AIM OF THE TASK:
Take the line that contains "Could you point out the nose" and every line below it to the end of the entries, and give them again exactly, leaving out any pictures.

TASK MATERIAL:
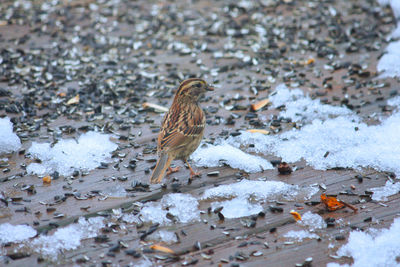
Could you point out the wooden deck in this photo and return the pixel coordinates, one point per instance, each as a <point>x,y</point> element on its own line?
<point>217,247</point>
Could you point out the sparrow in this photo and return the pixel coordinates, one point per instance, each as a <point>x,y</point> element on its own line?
<point>181,129</point>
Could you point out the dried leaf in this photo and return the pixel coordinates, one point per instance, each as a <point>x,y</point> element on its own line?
<point>74,100</point>
<point>46,179</point>
<point>258,131</point>
<point>296,215</point>
<point>260,104</point>
<point>331,203</point>
<point>157,108</point>
<point>309,61</point>
<point>162,249</point>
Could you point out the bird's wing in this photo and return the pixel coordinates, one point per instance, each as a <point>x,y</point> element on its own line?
<point>179,127</point>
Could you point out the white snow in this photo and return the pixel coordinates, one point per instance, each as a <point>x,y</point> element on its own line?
<point>67,155</point>
<point>15,233</point>
<point>183,206</point>
<point>130,218</point>
<point>67,238</point>
<point>299,106</point>
<point>312,221</point>
<point>9,141</point>
<point>389,63</point>
<point>164,236</point>
<point>389,189</point>
<point>300,235</point>
<point>395,101</point>
<point>237,207</point>
<point>244,198</point>
<point>350,142</point>
<point>378,248</point>
<point>216,155</point>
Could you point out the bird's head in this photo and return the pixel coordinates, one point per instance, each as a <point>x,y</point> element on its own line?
<point>192,89</point>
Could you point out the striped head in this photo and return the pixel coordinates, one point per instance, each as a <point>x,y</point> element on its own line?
<point>192,89</point>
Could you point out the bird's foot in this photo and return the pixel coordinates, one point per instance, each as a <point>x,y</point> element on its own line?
<point>194,174</point>
<point>172,170</point>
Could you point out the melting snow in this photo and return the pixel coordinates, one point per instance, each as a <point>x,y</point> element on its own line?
<point>389,189</point>
<point>212,156</point>
<point>183,207</point>
<point>67,238</point>
<point>245,196</point>
<point>301,107</point>
<point>15,233</point>
<point>350,143</point>
<point>377,248</point>
<point>67,155</point>
<point>9,141</point>
<point>312,221</point>
<point>164,236</point>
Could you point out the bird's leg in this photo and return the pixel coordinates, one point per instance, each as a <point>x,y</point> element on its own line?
<point>192,172</point>
<point>172,170</point>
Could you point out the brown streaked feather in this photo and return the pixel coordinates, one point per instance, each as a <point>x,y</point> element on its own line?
<point>162,165</point>
<point>182,127</point>
<point>177,126</point>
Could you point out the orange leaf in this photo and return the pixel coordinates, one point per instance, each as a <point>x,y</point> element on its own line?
<point>296,215</point>
<point>46,179</point>
<point>331,203</point>
<point>162,249</point>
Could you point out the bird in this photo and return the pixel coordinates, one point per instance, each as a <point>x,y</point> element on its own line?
<point>181,129</point>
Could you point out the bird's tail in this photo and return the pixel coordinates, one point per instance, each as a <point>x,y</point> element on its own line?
<point>162,165</point>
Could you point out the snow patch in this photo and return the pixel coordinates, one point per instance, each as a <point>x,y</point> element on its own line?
<point>244,197</point>
<point>67,155</point>
<point>67,238</point>
<point>301,107</point>
<point>164,236</point>
<point>376,248</point>
<point>343,141</point>
<point>183,207</point>
<point>216,155</point>
<point>312,221</point>
<point>15,233</point>
<point>389,189</point>
<point>9,141</point>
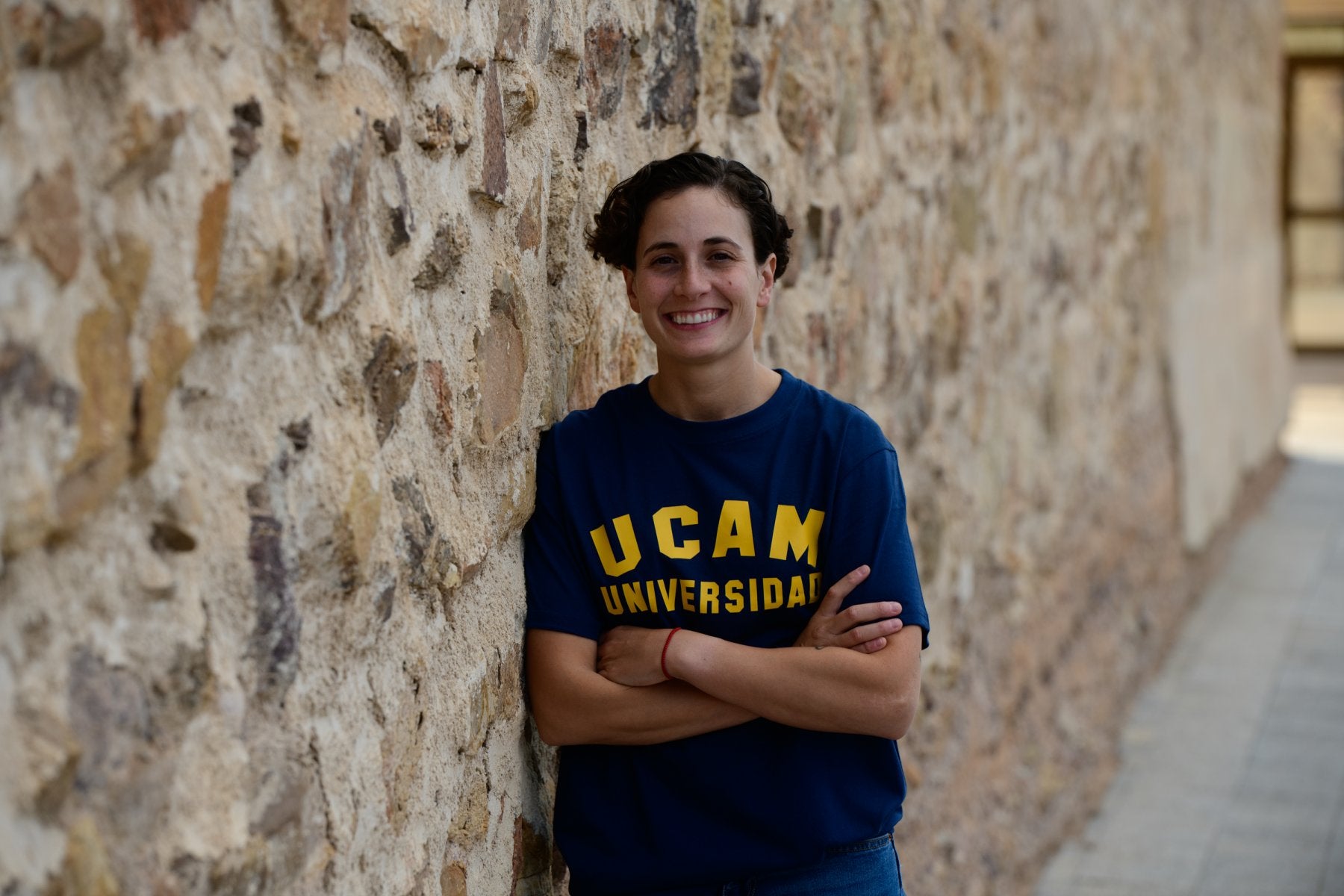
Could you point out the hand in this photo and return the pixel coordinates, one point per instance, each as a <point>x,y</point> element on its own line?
<point>632,656</point>
<point>863,628</point>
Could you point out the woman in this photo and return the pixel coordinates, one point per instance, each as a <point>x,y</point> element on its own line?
<point>726,700</point>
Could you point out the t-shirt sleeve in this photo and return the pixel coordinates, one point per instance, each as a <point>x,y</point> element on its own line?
<point>870,527</point>
<point>557,598</point>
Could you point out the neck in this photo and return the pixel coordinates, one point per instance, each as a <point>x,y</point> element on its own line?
<point>712,393</point>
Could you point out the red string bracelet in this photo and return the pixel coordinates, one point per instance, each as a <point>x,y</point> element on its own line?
<point>665,645</point>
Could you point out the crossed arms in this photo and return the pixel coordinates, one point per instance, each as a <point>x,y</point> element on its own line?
<point>853,671</point>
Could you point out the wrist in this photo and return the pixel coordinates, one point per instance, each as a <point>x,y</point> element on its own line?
<point>682,653</point>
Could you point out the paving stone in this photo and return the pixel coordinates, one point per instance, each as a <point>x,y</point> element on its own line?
<point>1233,777</point>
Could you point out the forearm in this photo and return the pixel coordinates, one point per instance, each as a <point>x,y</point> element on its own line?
<point>830,689</point>
<point>573,704</point>
<point>623,715</point>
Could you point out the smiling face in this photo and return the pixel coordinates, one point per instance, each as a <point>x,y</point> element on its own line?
<point>697,282</point>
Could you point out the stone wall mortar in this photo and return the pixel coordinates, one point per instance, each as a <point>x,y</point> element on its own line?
<point>288,292</point>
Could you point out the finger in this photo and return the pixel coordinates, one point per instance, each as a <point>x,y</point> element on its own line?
<point>841,588</point>
<point>870,647</point>
<point>860,613</point>
<point>873,630</point>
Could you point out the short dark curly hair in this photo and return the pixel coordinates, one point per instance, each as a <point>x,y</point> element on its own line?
<point>616,228</point>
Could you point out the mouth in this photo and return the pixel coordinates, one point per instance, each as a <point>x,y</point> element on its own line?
<point>694,319</point>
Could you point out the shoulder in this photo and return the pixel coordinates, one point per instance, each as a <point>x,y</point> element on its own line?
<point>846,428</point>
<point>612,408</point>
<point>578,433</point>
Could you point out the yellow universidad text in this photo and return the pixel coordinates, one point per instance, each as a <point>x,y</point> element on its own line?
<point>676,528</point>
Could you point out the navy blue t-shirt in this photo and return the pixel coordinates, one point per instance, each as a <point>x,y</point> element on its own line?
<point>734,528</point>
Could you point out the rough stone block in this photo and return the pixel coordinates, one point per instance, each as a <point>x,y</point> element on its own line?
<point>52,218</point>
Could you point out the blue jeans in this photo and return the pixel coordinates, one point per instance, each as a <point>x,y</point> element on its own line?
<point>867,868</point>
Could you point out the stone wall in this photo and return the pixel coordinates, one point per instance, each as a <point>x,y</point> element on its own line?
<point>288,290</point>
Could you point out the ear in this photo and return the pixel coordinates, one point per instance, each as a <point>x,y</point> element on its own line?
<point>766,282</point>
<point>629,289</point>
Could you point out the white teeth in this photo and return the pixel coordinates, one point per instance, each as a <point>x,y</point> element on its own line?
<point>694,317</point>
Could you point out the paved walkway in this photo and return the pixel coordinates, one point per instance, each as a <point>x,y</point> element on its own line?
<point>1233,763</point>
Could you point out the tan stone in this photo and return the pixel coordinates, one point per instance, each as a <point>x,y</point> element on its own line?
<point>452,882</point>
<point>441,394</point>
<point>50,215</point>
<point>502,361</point>
<point>87,871</point>
<point>344,191</point>
<point>495,158</point>
<point>210,242</point>
<point>531,860</point>
<point>168,348</point>
<point>411,30</point>
<point>146,143</point>
<point>319,23</point>
<point>530,222</point>
<point>362,511</point>
<point>472,817</point>
<point>47,37</point>
<point>125,267</point>
<point>511,40</point>
<point>156,20</point>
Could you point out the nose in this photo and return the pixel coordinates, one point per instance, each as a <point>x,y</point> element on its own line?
<point>694,280</point>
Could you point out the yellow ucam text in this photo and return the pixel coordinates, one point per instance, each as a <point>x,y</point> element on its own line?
<point>675,526</point>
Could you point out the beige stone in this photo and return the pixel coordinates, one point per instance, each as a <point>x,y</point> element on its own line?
<point>52,218</point>
<point>502,359</point>
<point>210,242</point>
<point>125,267</point>
<point>362,509</point>
<point>168,349</point>
<point>452,882</point>
<point>87,871</point>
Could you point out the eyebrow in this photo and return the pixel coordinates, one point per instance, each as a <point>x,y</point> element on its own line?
<point>709,240</point>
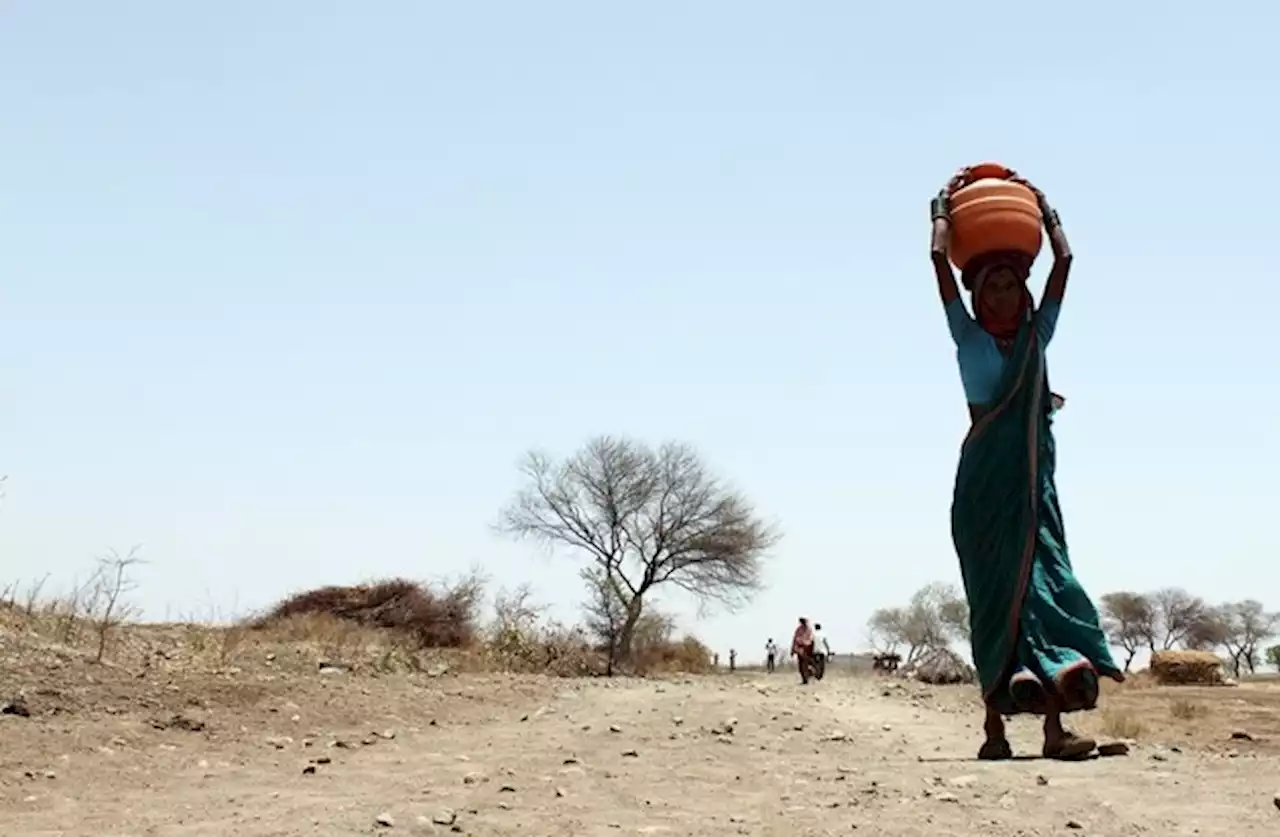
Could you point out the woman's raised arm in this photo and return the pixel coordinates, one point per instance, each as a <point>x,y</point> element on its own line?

TASK RESULT:
Could you point out the nose in this photo and return the pixel coordinates, one point per instance, each as a <point>x,y</point> element on its own line?
<point>694,280</point>
Could you point out the yellow ucam text in this photo and return the pixel coordinates, one point per instance, each as a <point>x,y</point> element on its own line?
<point>675,526</point>
Could you point out the beige stone in this photo and return the pixel coordinates, one point per instance, each as a <point>x,y</point> element on its own line?
<point>52,218</point>
<point>502,359</point>
<point>210,242</point>
<point>125,267</point>
<point>362,509</point>
<point>168,349</point>
<point>452,882</point>
<point>87,871</point>
Could you point out the eyebrow in this photo and return the pixel coordinates, one point per instance, each as a <point>x,y</point> element on its own line?
<point>709,240</point>
Could you point out the woman's raised arm in this photo and return the pixel coordinates, one point per instance, each as a <point>x,y</point> element on its own line?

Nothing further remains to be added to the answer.